* _Required action_
When you return the material, keep every line exactly as it is and omit the pictures.

◆ ◆ ◆ ◆ ◆ ◆ ◆

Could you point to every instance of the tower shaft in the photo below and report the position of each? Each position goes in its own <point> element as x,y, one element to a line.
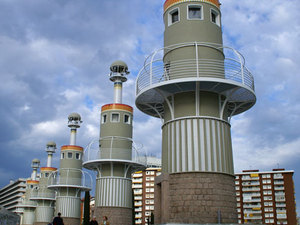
<point>195,90</point>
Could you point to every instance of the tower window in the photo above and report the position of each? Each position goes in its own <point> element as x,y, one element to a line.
<point>77,155</point>
<point>173,16</point>
<point>115,117</point>
<point>127,119</point>
<point>70,155</point>
<point>104,118</point>
<point>195,12</point>
<point>215,17</point>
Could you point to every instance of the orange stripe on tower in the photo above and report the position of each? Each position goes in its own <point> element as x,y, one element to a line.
<point>32,182</point>
<point>48,169</point>
<point>71,147</point>
<point>117,107</point>
<point>169,3</point>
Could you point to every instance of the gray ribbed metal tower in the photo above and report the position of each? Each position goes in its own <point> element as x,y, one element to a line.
<point>195,85</point>
<point>70,179</point>
<point>27,204</point>
<point>114,156</point>
<point>44,197</point>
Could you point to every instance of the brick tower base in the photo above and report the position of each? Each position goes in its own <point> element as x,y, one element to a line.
<point>71,221</point>
<point>115,215</point>
<point>195,198</point>
<point>41,223</point>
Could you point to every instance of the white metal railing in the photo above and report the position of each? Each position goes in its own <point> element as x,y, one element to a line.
<point>94,151</point>
<point>38,193</point>
<point>155,70</point>
<point>70,177</point>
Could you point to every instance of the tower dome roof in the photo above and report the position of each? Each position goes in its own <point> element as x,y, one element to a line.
<point>74,116</point>
<point>119,67</point>
<point>36,161</point>
<point>51,144</point>
<point>169,3</point>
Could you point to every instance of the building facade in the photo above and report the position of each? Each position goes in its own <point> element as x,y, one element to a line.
<point>143,191</point>
<point>195,85</point>
<point>12,193</point>
<point>266,197</point>
<point>114,156</point>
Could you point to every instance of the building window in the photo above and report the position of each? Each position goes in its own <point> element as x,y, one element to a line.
<point>215,17</point>
<point>195,12</point>
<point>173,16</point>
<point>70,155</point>
<point>126,119</point>
<point>104,118</point>
<point>115,117</point>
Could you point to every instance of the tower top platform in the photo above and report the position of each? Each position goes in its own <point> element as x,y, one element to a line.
<point>158,80</point>
<point>117,106</point>
<point>169,3</point>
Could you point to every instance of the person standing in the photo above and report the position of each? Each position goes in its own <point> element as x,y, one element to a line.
<point>105,221</point>
<point>58,220</point>
<point>93,221</point>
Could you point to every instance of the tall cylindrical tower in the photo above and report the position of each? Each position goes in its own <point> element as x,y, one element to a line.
<point>70,180</point>
<point>113,157</point>
<point>28,205</point>
<point>44,197</point>
<point>195,85</point>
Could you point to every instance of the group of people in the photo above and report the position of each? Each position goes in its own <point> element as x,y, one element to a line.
<point>59,221</point>
<point>104,221</point>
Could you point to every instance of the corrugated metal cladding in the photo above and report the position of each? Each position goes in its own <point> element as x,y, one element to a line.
<point>68,206</point>
<point>113,191</point>
<point>44,214</point>
<point>28,217</point>
<point>198,144</point>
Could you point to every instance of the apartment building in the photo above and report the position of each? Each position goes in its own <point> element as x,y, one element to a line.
<point>266,197</point>
<point>143,191</point>
<point>11,194</point>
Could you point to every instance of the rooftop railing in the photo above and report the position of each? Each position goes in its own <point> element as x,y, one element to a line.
<point>156,71</point>
<point>93,152</point>
<point>70,178</point>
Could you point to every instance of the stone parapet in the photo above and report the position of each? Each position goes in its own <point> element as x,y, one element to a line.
<point>195,198</point>
<point>115,215</point>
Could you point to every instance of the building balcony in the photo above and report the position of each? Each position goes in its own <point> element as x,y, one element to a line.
<point>94,156</point>
<point>279,198</point>
<point>279,205</point>
<point>138,215</point>
<point>138,204</point>
<point>137,175</point>
<point>279,188</point>
<point>278,176</point>
<point>177,76</point>
<point>137,192</point>
<point>139,209</point>
<point>281,216</point>
<point>276,182</point>
<point>249,183</point>
<point>138,197</point>
<point>74,178</point>
<point>42,195</point>
<point>251,189</point>
<point>251,205</point>
<point>252,200</point>
<point>137,186</point>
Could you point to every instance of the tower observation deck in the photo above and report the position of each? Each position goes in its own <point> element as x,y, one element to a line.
<point>114,156</point>
<point>195,84</point>
<point>70,180</point>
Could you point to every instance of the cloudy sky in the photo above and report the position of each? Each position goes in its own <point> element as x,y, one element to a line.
<point>55,57</point>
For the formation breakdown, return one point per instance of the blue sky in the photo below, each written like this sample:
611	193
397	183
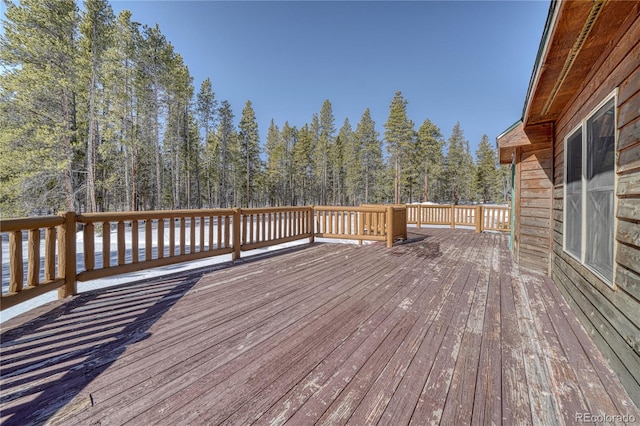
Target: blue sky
453	61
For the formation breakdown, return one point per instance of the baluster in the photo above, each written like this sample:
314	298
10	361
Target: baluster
121	243
148	240
50	254
160	238
134	241
33	258
106	244
89	247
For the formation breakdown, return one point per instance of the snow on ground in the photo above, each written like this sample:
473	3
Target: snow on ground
133	276
140	275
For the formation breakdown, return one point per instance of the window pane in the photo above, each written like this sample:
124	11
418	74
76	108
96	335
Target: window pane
600	182
573	201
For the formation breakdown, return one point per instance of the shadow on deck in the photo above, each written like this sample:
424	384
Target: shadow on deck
441	329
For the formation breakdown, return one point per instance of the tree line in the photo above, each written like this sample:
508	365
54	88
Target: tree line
100	113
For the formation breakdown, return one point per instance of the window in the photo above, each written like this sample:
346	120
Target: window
589	191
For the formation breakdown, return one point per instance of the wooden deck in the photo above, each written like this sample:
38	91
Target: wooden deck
440	330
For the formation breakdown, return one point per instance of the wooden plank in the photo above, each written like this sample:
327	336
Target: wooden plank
628	256
628	185
16	270
617	352
629	86
516	407
629	159
629	281
628	233
33	258
12	299
628	135
148	264
135	248
610	72
228	377
106	244
628	110
148	239
160	230
50	254
628	208
254	343
121	243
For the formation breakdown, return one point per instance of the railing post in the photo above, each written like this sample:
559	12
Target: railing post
311	224
453	216
67	255
236	234
390	228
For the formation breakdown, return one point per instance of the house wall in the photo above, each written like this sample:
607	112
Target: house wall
610	315
534	204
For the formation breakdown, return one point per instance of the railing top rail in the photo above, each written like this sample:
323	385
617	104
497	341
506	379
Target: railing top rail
26	223
151	214
258	210
378	209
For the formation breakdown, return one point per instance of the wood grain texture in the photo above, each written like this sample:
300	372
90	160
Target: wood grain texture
439	329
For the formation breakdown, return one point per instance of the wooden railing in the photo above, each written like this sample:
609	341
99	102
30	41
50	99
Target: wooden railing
133	241
368	222
158	238
492	218
276	225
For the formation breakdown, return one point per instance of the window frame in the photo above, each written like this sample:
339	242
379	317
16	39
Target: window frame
582	127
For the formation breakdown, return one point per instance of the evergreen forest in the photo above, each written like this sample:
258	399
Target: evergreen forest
100	113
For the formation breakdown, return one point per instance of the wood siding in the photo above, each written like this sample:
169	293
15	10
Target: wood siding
610	315
534	173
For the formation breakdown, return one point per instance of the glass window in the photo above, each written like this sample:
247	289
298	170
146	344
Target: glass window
589	186
600	183
573	206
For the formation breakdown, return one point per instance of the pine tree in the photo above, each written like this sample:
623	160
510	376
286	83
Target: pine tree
429	147
302	166
250	153
486	177
38	104
326	139
96	30
371	157
119	135
398	135
338	165
206	107
225	140
459	167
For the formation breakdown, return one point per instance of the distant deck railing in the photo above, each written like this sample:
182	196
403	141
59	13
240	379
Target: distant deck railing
492	218
145	240
151	239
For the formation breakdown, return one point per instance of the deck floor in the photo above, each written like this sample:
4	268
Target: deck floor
443	329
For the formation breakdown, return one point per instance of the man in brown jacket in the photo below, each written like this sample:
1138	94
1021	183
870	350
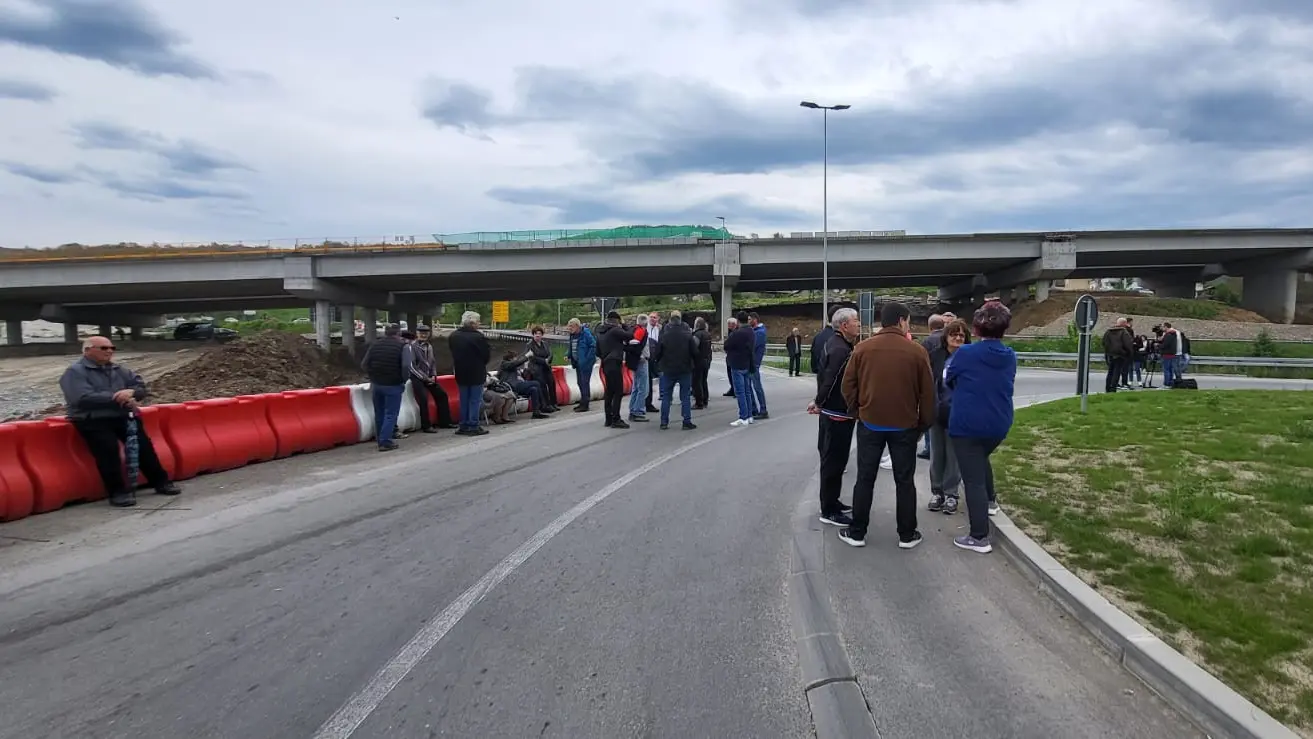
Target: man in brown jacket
889	387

◆ ◆ ◆ ◆ ◆ ◆ ◆

* _Task answer_
Could you point to every instance of the tower shaft in the photo below and report the position of each? Each position goes in its own <point> element as x,y, one element to a line.
<point>195,90</point>
Could you point to every instance of the tower window in the photo above and report the position of each? Each position goes in its own <point> element as x,y, one element to a line.
<point>77,155</point>
<point>173,16</point>
<point>115,117</point>
<point>127,119</point>
<point>70,155</point>
<point>104,118</point>
<point>195,12</point>
<point>215,17</point>
Could you point to every instance of the orange stripe on tower in the photo above and report the position of each? Each position goes in its own <point> element as x,y, one element to a line.
<point>32,182</point>
<point>48,169</point>
<point>71,147</point>
<point>117,107</point>
<point>169,3</point>
Could you point to every instance of the gray ribbed metal tower in the photo above and report the position of each? Each position goes in its own <point> element as x,y, one element to a line.
<point>195,85</point>
<point>70,179</point>
<point>27,204</point>
<point>114,156</point>
<point>44,197</point>
Could you point to every instance of the brick tower base in the photo above and report the position of each? Each position goes in its own <point> element as x,y, one element to a line.
<point>71,221</point>
<point>115,215</point>
<point>195,198</point>
<point>41,223</point>
Could you point to every instance of the white metal railing in the photo above and report the position of each? Each position goes in its own <point> element as x,y, one element to a line.
<point>94,151</point>
<point>38,193</point>
<point>155,70</point>
<point>70,177</point>
Could you point to every instance of the tower dome roof in the photo above and report the position of each? Each position goes in its own <point> element as x,y, one element to a line.
<point>74,116</point>
<point>119,67</point>
<point>36,161</point>
<point>51,144</point>
<point>169,3</point>
Could you point to every instance of the building facade in the photo above and report the position of each? Each position goes in its own <point> element as x,y, one element to a line.
<point>143,191</point>
<point>195,85</point>
<point>12,193</point>
<point>266,197</point>
<point>114,156</point>
Could you point to every instance of the building window in the photo above and report the position of each? Each position goes in its own <point> element as x,y, one element to a line.
<point>215,17</point>
<point>195,12</point>
<point>173,16</point>
<point>70,155</point>
<point>126,119</point>
<point>104,118</point>
<point>115,117</point>
Could you point to every instance of the tower top platform in the photo above and report the position of each? Each position goes in its own <point> element as x,y, one element to a line.
<point>158,80</point>
<point>117,106</point>
<point>169,3</point>
Could you point to every instance of the person standing in the photo above and report the position of each? Each position goes in its own <point> element as x,y, one element to a line.
<point>105,221</point>
<point>58,220</point>
<point>93,221</point>
Could you point to every instance of the tall cylindrical tower in the photo above and report the position of each? Each position goes in its own <point> element as x,y, one element to a line.
<point>70,180</point>
<point>113,157</point>
<point>28,205</point>
<point>44,197</point>
<point>195,85</point>
Could you point to every instance of the group of people in the photo above and report the position of each? Each position goes in its own <point> element as x,y, one element to a line.
<point>59,221</point>
<point>104,221</point>
Could you point to every instance of the corrugated metal cladding in the photo above and report the position of each? Each position goes in its own <point> element as x,y, one element to a line.
<point>68,206</point>
<point>113,191</point>
<point>44,214</point>
<point>28,217</point>
<point>198,144</point>
Could you point to every instance of the apartment building in the photo above and report the position of each? Each position goes in its own <point> element as x,y, one element to a line.
<point>266,197</point>
<point>143,191</point>
<point>11,194</point>
Could you point to every instance of the rooftop railing in the photo above and report the position of each? Each position goes in its own <point> element as x,y, one element to a line.
<point>156,71</point>
<point>93,152</point>
<point>70,178</point>
Could you point to every instance of the stone parapet in the photo above and report the position of each? Each position goes in its own <point> element as x,y, one element to a line.
<point>195,198</point>
<point>115,215</point>
Could you point to every instance of the building balcony in the photo above and report the position of each? Each position goes in its own <point> element as x,y, one element to a line.
<point>94,156</point>
<point>279,198</point>
<point>279,205</point>
<point>138,215</point>
<point>138,204</point>
<point>137,175</point>
<point>279,188</point>
<point>278,176</point>
<point>177,76</point>
<point>137,192</point>
<point>139,209</point>
<point>281,216</point>
<point>276,182</point>
<point>249,183</point>
<point>138,197</point>
<point>74,178</point>
<point>42,195</point>
<point>251,189</point>
<point>251,205</point>
<point>252,200</point>
<point>137,186</point>
Could you point to every instance of the tower observation deck in the photo above and report the position of each? Each position goes in its own <point> element as x,y, one element to a line.
<point>114,156</point>
<point>195,84</point>
<point>70,180</point>
Could you point to every instance of the cloudy sky in the photo above and report the position of each? Each position goes in its own <point> element as x,y, one element to a line.
<point>55,57</point>
For the formation breakdown, return one point per instance of the blue sky in the photo below, each written like this sample:
611	193
397	183
Target: blue sky
453	61
For the formation breakdown, return one point per instance of the baluster in the photo above, each written like this sample:
314	298
10	361
Target: baluster
121	243
148	240
50	254
160	238
134	241
33	258
106	244
89	247
For the formation breakdown, return one point per instance of the snow on ground in the photo above, each written like this sample:
473	3
Target: snow on ground
133	276
140	275
For the formation breakdown, return one point per instance of the window pane in the photo above, each written like this sample:
124	11
418	74
76	108
96	335
Target: window pane
600	182
573	201
For the formation breakdown, return one point per instance of the shadow on deck in the photo above, each written like this sample:
424	384
Target: shadow on deck
441	329
For the formation breakdown, return one point per instance of the tree line in the photo above, each written like this sample:
508	365
54	88
Target: tree line
100	113
For the formation breakdown, return one point per instance of the window in the photo above, each written like this sample:
346	120
Target: window
589	191
For the formation breakdown, return one point per instance of the wooden deck in the photo above, each written like this sample:
38	91
Target: wooden deck
440	330
For the formation breakdown, return one point per instance of the wooden plank in the photo above, each written like this sample:
327	336
Target: wooden plank
628	256
628	185
16	270
617	352
629	86
516	407
629	159
629	281
628	233
33	258
12	299
628	135
148	264
135	248
610	72
228	377
106	244
628	110
148	239
160	230
50	254
628	208
254	343
121	243
For the formation breakdown, return one point per instance of the railing post in the photo above, each written like this sample:
559	12
Target: railing post
311	224
453	216
67	255
236	234
390	228
For the formation breakdown, return one point per instance of the house wall in the photo above, each written like this sample:
607	112
Target: house wall
610	315
534	204
For the formation breakdown, return one point per instance of the railing top rail in the photo above, each written like this sample:
323	385
617	104
497	341
506	379
Target: railing top rail
26	223
151	214
258	210
378	209
For the formation breakdown, return one point per instance of the wood grain texture in the photo above, each written like this sample:
300	372
90	160
Target: wood grain texture
439	329
For the formation breakdown, return one point per instance of the wooden railing in the photo above, each written like this sample:
609	341
99	102
30	41
50	99
Target: wooden railing
133	241
368	222
158	238
492	218
276	225
For the formation breakdown, return one point per instance of the window frame in the photo above, each written like this sample:
339	242
379	317
16	39
Target: window frame
582	127
For the formation breakdown, return one point per instance of the evergreen forest in the photo above, each written like this sample:
258	399
Target: evergreen forest
100	113
For the formation breakdown, return one point per instance of the wood siding in the photo above, each written like this sample:
169	293
15	10
Target: wood siding
610	315
534	173
For the formation breakdown, return one point per instance of the glass window in the photo above, each written like this sample:
247	289
298	170
146	344
Target: glass window
589	186
600	183
573	206
For the formation breakdown, return one point per instance of the pine tree in the photo above, each written like this sample:
623	160
510	376
286	83
Target: pine tree
429	147
302	166
250	153
486	177
38	104
326	139
96	30
371	157
119	135
398	135
338	165
206	107
225	140
459	167
For the formation breakdown, return one point per instance of the distant deck railing in the photo above, each written like this sample:
182	196
403	141
59	13
240	379
Target: distant deck railing
492	218
145	240
151	239
For the formation breakdown, return one point per instance of the deck floor in the photo above, each written like this sample:
4	268
Target: deck floor
443	329
For the formation breakdown, return one point per instance of the man in brown jacket in the photo below, each written like this sample:
1138	94
1021	183
870	350
Target: man in brown jacket
889	387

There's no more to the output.